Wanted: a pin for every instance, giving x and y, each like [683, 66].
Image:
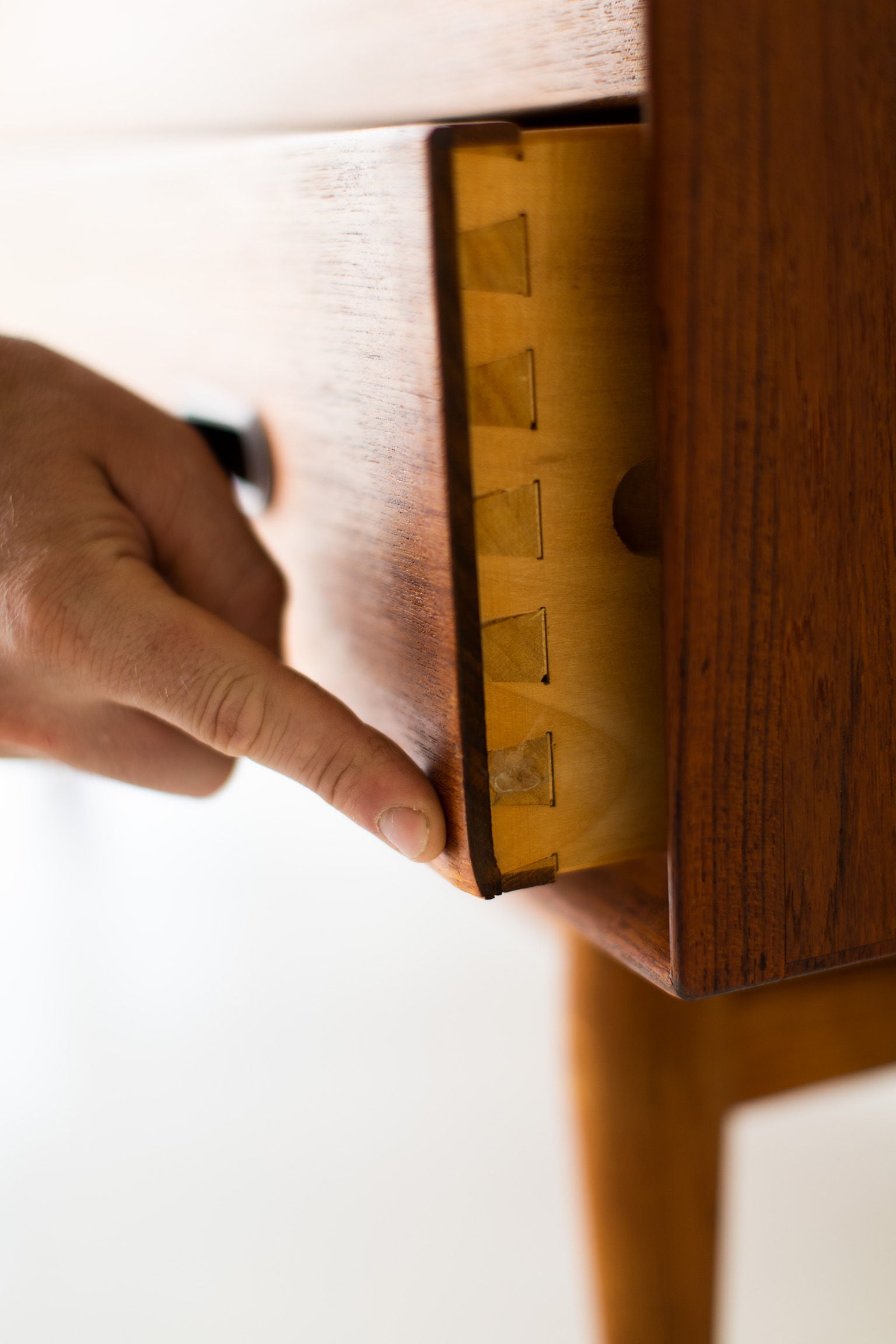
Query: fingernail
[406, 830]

--

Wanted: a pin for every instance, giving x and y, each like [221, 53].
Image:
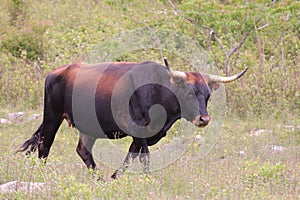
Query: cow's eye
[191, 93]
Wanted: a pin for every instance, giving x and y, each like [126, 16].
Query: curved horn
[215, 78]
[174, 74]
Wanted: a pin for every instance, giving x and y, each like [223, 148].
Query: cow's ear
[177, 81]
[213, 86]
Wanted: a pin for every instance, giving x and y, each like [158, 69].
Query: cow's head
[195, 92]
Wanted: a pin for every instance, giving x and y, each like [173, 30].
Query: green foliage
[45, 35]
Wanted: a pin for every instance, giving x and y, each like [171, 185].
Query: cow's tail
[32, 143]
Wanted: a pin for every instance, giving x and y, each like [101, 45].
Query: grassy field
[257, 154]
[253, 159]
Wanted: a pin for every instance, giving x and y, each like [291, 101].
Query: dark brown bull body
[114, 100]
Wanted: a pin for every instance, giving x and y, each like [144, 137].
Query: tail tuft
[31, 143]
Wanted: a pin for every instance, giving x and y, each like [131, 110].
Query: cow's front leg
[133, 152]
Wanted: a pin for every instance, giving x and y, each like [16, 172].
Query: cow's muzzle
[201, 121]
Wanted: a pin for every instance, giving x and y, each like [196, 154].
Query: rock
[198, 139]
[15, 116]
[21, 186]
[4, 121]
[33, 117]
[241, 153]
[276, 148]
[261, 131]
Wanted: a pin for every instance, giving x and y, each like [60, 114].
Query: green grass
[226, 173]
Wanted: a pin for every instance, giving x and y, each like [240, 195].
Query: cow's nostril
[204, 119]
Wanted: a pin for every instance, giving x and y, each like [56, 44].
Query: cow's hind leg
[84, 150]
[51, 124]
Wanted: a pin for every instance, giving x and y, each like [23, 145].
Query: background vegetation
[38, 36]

...

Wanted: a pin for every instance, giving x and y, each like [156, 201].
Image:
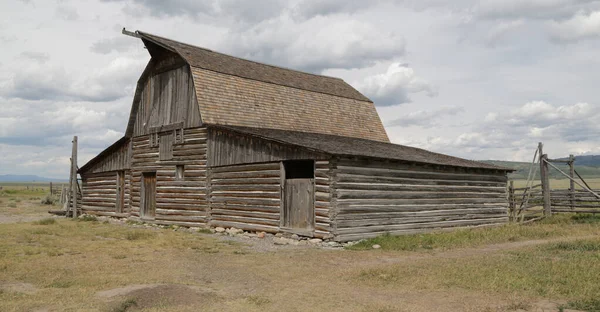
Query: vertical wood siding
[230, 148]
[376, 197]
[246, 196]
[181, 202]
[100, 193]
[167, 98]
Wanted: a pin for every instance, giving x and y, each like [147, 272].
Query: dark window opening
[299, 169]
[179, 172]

§ Problem details
Using only the listing above, restate exactly the lines from the line containing "Query: cow's tail" through the line containing "like [23, 145].", both included.

§ Solved problem
Query: cow's tail
[32, 143]
Wanted: a pin for every instance, giving x and y, each like [101, 45].
Query: grassy field
[257, 154]
[253, 159]
Wanted: a pin for every instance, giving x and y, each like [291, 101].
Query: dark brown bull body
[114, 100]
Wanted: a pin for every instance, giving x and y, each like [144, 137].
Query: tail tuft
[31, 143]
Wanted: a pin for every instance, giving x and y, each like [131, 110].
Query: cow's front leg
[133, 152]
Wanted: a pin for every instance, giving x and y, each like [16, 172].
Query: cow's muzzle
[201, 121]
Wanted: a pin for every instance, giving x and y, each like [196, 154].
Query: rock
[198, 139]
[15, 116]
[21, 186]
[4, 121]
[33, 117]
[241, 153]
[276, 148]
[261, 131]
Wanted: a pin for every instance, giving x and y, each like [60, 114].
Query: green grass
[226, 173]
Wanted: a pin for every instance, giving x and y, each like [240, 195].
Query: cow's nostril
[204, 119]
Wanted: a pin for every instance, giving x and y, each like [56, 44].
Query: cow's hind leg
[84, 150]
[51, 124]
Wanted: a pin for every instance, giving x and y, each like [23, 145].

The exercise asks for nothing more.